» **CONSIGNES**:
1: Répondez aux questions suivantes à partir du texte sur « Inside ».
(a) Dans combien de pièces « Inside » a-t-il été écrit, filmé et monté ?
(b) Avec quelle multinationale Bo Burnham est-il sous contrat ?
(c) Pour quel rappeur Bo Burnham se prenait-il dans le titre qui clôturait son dernier spectacle de stand-up ?
2: Recopiez le passage du texte sur « Inside » qui commence par « Écrit, filmé et » et se poursuit jusqu'à « vit qu’une fois). ».

» **TEXTE FOURNI**:
= = = = = = =

Et puis, le monde s’est arrêté.

 

Huis clos

Écrit, filmé et monté dans une seule et même pièce au cours des confinements successifs, « Inside » n’est ni vraiment un film, ni vraiment un spectacle : sans public, ni estrade, c’est un montage éclaté alternant numéros musicaux, parodies de pubs et de jeux vidéo, et réflexions éparses annoncées face caméra avec une fausse nonchalance. Au premier coup d’œil, cela parle surtout d’internet et de notre ambivalence à son égard, coincés que nous sommes entre FOMO (« fear of missing out » : la peur de rater quelque chose) et YOLO (« you only live once » : on ne vit qu’une fois).

La présence numérique est depuis toujours au cœur du travail de Bo Burnham, et dans sa chanson d’ouverture, il annonce tout de go être un peu déprimé, mais s’être remis au travail et avoir créé du contenu rien que pour nous. Tout de suite après, il se demande s’il est approprié de faire des blagues par les temps qui courent et avoir cependant l’ambition de nous soigner par l’humour puisque, nous rappelle-t-il avec la dérision qui le caractérise, sauver le monde est ce que font les hommes blancs depuis toujours. Et quand il s’amuse plus loin à tacler Jeff Bezos, le grand patron d’Amazon, c’est pour mieux souligner l’ironie qu’il est lui-même sous contrat avec la multinationale Netflix.

Comme dans l’ensemble de ses sketches depuis une décennie, le privilège blanc et le culte de l’auto-expression sont archi-présents, et l’humoriste profite de quelques coups d’œil dans le rétroviseur pour égratigner sa propre image, comme à son habitude. Il revient ainsi sur le succès en ligne qui a propulsé l’adolescent qu’il était dans un monde tout à fait inconnu – un monde qui, petit à petit, a grignoté des recoins de sa santé mentale. Dans le titre qui clôturait son dernier spectacle de stand-up, Bo Burnham se prenait pour le rappeur Kanye West et, après une longue diatribe sur l’ouverture trop étroite des boites de chips Pringles, scandait « Venez voir le gamin maigre à la santé mentale déclinante, et riez alors qu’il tente de vous donner ce qu’il ne parvient pas à se donner lui-même »[1]. Personne ne savait alors qu’il allait déserter la scène pendant plusieurs années.

= = = = = = =

(Extraits de données d'annotation par points)
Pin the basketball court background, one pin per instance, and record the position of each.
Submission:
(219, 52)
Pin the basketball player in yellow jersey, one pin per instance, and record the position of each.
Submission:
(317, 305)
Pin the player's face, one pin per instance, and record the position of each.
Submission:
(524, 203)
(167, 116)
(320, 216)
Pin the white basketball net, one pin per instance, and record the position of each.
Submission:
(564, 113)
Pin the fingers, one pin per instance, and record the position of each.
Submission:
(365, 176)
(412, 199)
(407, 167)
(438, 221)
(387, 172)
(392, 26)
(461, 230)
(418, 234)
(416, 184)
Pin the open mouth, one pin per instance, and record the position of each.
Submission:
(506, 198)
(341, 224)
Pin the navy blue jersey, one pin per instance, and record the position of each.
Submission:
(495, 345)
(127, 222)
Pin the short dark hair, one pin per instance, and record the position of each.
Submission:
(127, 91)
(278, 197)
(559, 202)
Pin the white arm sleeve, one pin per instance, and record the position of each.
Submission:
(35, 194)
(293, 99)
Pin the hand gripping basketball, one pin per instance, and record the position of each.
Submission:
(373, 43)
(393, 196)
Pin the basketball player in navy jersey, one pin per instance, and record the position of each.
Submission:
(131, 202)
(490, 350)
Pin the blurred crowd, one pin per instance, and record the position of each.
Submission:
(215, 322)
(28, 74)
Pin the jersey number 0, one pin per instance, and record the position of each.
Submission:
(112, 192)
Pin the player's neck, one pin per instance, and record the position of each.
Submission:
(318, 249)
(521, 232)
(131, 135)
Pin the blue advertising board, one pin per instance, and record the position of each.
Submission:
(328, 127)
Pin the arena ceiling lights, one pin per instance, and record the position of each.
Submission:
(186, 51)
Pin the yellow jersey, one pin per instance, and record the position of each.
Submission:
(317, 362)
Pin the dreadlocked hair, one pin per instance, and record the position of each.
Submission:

= = = = = = =

» **CORRIGÉ**:
1:
(a) Dans une seule et même pièce.
(b) Netflix.
(c) Kanye West.

2:
Écrit, filmé et monté dans une seule et même pièce au cours des confinements successifs, « Inside » n’est ni vraiment un film, ni vraiment un spectacle : sans public, ni estrade, c’est un montage éclaté alternant numéros musicaux, parodies de pubs et de jeux vidéo, et réflexions éparses annoncées face caméra avec une fausse nonchalance. Au premier coup d’œil, cela parle surtout d’internet et de notre ambivalence à son égard, coincés que nous sommes entre FOMO (« fear of missing out » : la peur de rater quelque chose) et YOLO (« you only live once » : on ne vit qu’une fois).